[Saved data entries]
■ ■ ■ ■ ■

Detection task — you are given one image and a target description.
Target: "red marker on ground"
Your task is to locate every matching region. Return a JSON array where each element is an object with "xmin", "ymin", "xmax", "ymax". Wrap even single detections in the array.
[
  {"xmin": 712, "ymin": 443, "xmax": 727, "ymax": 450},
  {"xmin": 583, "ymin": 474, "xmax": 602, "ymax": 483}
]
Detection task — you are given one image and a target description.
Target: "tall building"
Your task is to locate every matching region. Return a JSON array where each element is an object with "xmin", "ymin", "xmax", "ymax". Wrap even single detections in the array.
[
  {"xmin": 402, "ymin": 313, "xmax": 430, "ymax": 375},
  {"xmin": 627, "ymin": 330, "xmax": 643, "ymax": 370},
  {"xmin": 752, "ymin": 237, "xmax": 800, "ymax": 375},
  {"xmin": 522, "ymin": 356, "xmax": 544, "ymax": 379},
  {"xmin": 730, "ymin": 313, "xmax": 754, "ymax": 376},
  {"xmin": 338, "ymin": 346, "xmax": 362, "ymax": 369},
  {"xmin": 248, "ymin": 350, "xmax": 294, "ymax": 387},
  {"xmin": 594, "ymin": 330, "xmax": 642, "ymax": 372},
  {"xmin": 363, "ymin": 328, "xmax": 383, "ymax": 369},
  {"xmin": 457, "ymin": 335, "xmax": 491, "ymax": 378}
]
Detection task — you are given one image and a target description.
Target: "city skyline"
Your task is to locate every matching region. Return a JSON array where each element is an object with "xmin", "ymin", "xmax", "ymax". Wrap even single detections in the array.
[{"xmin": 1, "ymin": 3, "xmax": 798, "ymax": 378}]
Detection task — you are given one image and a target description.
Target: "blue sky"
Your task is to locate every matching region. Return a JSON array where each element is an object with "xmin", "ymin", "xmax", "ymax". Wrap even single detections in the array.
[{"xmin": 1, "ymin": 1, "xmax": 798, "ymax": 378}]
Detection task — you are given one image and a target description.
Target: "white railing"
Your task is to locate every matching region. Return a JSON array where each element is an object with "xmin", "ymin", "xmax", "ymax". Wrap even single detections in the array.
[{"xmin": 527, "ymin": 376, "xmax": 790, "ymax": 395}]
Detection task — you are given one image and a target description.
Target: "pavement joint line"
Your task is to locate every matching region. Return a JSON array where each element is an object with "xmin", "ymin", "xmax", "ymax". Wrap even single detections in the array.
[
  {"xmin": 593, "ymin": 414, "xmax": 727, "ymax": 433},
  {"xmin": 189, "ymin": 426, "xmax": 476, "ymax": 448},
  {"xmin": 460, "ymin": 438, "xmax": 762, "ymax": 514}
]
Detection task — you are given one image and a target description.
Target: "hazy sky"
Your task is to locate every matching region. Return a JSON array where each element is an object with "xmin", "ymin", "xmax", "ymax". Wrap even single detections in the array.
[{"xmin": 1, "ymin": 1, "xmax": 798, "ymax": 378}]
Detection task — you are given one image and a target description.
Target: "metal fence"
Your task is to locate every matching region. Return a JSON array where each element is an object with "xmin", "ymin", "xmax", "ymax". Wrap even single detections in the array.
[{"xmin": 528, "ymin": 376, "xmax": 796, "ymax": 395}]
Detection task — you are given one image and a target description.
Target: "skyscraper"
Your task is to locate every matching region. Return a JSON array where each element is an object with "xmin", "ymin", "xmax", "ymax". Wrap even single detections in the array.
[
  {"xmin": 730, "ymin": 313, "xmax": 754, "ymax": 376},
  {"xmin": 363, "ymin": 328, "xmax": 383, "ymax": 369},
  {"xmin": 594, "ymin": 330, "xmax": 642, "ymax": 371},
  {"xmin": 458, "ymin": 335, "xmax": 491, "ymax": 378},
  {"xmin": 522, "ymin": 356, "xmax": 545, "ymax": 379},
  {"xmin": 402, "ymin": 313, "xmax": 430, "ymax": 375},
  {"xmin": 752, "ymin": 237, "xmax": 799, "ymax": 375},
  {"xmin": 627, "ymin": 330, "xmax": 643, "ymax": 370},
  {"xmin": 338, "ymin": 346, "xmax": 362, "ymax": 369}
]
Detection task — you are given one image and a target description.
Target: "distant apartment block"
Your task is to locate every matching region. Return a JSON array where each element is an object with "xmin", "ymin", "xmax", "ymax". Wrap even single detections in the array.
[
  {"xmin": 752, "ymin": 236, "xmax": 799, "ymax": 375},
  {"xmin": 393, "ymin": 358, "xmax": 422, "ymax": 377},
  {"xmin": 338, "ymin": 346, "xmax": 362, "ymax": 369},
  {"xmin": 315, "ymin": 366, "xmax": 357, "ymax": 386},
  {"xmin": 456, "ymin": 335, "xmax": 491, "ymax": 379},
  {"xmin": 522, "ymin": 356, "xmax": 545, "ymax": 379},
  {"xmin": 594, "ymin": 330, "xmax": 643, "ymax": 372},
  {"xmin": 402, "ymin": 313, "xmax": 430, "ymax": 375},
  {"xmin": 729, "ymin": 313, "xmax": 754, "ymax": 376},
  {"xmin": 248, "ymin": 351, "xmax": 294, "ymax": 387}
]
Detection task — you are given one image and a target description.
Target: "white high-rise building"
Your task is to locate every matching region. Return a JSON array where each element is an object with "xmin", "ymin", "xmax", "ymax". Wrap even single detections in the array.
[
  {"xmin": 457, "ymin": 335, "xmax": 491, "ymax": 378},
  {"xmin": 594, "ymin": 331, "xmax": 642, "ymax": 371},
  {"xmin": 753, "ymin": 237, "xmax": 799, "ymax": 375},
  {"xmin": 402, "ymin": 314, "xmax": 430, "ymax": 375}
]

■ ■ ■ ■ ■

§ **Instructions for the task**
All the lines above are to be copied exactly, with none left out.

§ **Answer for this exercise**
Detection task — you are given one image and a target description.
Target: "red marker on ground"
Your task is to locate every matching region. Return a JSON array where each element is an object with "xmin", "ymin", "xmax", "ymax". Wrap even single detections in the array.
[
  {"xmin": 712, "ymin": 443, "xmax": 727, "ymax": 450},
  {"xmin": 583, "ymin": 474, "xmax": 602, "ymax": 483}
]
Detection task — you are given one image and a target description.
Target: "tall building"
Your task is to locate every matching region. Return a JSON array where each element is an object with "xmin", "ymin", "xmax", "ymax". Wrap even single detections in the array.
[
  {"xmin": 402, "ymin": 313, "xmax": 430, "ymax": 375},
  {"xmin": 627, "ymin": 330, "xmax": 643, "ymax": 370},
  {"xmin": 752, "ymin": 237, "xmax": 800, "ymax": 375},
  {"xmin": 522, "ymin": 356, "xmax": 544, "ymax": 379},
  {"xmin": 730, "ymin": 313, "xmax": 754, "ymax": 376},
  {"xmin": 338, "ymin": 346, "xmax": 362, "ymax": 369},
  {"xmin": 248, "ymin": 350, "xmax": 294, "ymax": 387},
  {"xmin": 594, "ymin": 330, "xmax": 642, "ymax": 372},
  {"xmin": 363, "ymin": 328, "xmax": 383, "ymax": 369},
  {"xmin": 457, "ymin": 335, "xmax": 491, "ymax": 378}
]
Detection task — you are given one image and a target description.
Target: "city skyline"
Your task is to locate every matching region. Return a JSON array where each element is an object with "xmin", "ymin", "xmax", "ymax". Wrap even single detections in the array.
[{"xmin": 1, "ymin": 3, "xmax": 798, "ymax": 378}]
Detection task — you are given one image and a target description.
Target: "blue sky"
Your task is to locate every matching region. Return a JSON array where each element is an object with "xmin", "ymin", "xmax", "ymax". Wrap even single detections in the array.
[{"xmin": 1, "ymin": 1, "xmax": 798, "ymax": 378}]
Detection task — you are given one image and a target description.
Target: "white railing"
Your task is to locate every matching region. Return a JSON array where each element is an object with "xmin", "ymin", "xmax", "ymax". Wrap even single detections in the array.
[{"xmin": 527, "ymin": 376, "xmax": 790, "ymax": 395}]
Detection task — you are given one image and a target description.
Target: "pavement joint line"
Your task is to locate every matching region. Return a JSON array where each element is an object with "xmin", "ymin", "xmax", "ymax". Wrap even single detections in the array.
[
  {"xmin": 593, "ymin": 414, "xmax": 727, "ymax": 433},
  {"xmin": 189, "ymin": 426, "xmax": 476, "ymax": 448},
  {"xmin": 460, "ymin": 438, "xmax": 762, "ymax": 514}
]
Detection task — you are given one image and a target description.
Target: "hazy sky"
Your task is to locate every matching region. Return a JSON array where each element is an object with "xmin", "ymin", "xmax", "ymax". Wrap even single detections in the array.
[{"xmin": 1, "ymin": 1, "xmax": 798, "ymax": 378}]
Detection task — you are given one image and a target description.
Target: "metal fence"
Your task is to locate every matching region. Return a JSON array where each element is an object with "xmin", "ymin", "xmax", "ymax". Wrap even single detections in the array.
[{"xmin": 528, "ymin": 376, "xmax": 796, "ymax": 395}]
Detection task — you are given one image and a target description.
Target: "skyscraper"
Your task is to locate every matching region. Return a JSON array where each element is an object with "xmin", "ymin", "xmax", "ymax". Wrap even single detections in the array.
[
  {"xmin": 730, "ymin": 313, "xmax": 754, "ymax": 376},
  {"xmin": 363, "ymin": 328, "xmax": 383, "ymax": 369},
  {"xmin": 594, "ymin": 330, "xmax": 642, "ymax": 371},
  {"xmin": 458, "ymin": 335, "xmax": 491, "ymax": 378},
  {"xmin": 522, "ymin": 356, "xmax": 545, "ymax": 379},
  {"xmin": 402, "ymin": 313, "xmax": 430, "ymax": 375},
  {"xmin": 752, "ymin": 237, "xmax": 799, "ymax": 375},
  {"xmin": 627, "ymin": 330, "xmax": 643, "ymax": 370},
  {"xmin": 338, "ymin": 346, "xmax": 362, "ymax": 369}
]
Detection task — you are given one image and a target description.
Target: "distant apartment block"
Your task is to locate every matching region. Return a JSON array where each element is an object with "xmin", "ymin", "xmax", "ymax". Wrap even single detections in the array.
[
  {"xmin": 752, "ymin": 236, "xmax": 799, "ymax": 375},
  {"xmin": 393, "ymin": 358, "xmax": 422, "ymax": 377},
  {"xmin": 338, "ymin": 346, "xmax": 362, "ymax": 369},
  {"xmin": 315, "ymin": 366, "xmax": 357, "ymax": 386},
  {"xmin": 456, "ymin": 335, "xmax": 491, "ymax": 379},
  {"xmin": 522, "ymin": 356, "xmax": 545, "ymax": 379},
  {"xmin": 594, "ymin": 330, "xmax": 643, "ymax": 372},
  {"xmin": 402, "ymin": 313, "xmax": 430, "ymax": 375},
  {"xmin": 729, "ymin": 313, "xmax": 754, "ymax": 376},
  {"xmin": 248, "ymin": 351, "xmax": 294, "ymax": 387}
]
Detection task — you are given one image and a target description.
Target: "white high-rise building"
Your task is to locate every matching region. Return a JSON array where each element is an object with "xmin", "ymin", "xmax", "ymax". Wrap even single detections in the array.
[
  {"xmin": 457, "ymin": 335, "xmax": 491, "ymax": 378},
  {"xmin": 594, "ymin": 331, "xmax": 642, "ymax": 371},
  {"xmin": 753, "ymin": 237, "xmax": 799, "ymax": 375},
  {"xmin": 402, "ymin": 314, "xmax": 430, "ymax": 375}
]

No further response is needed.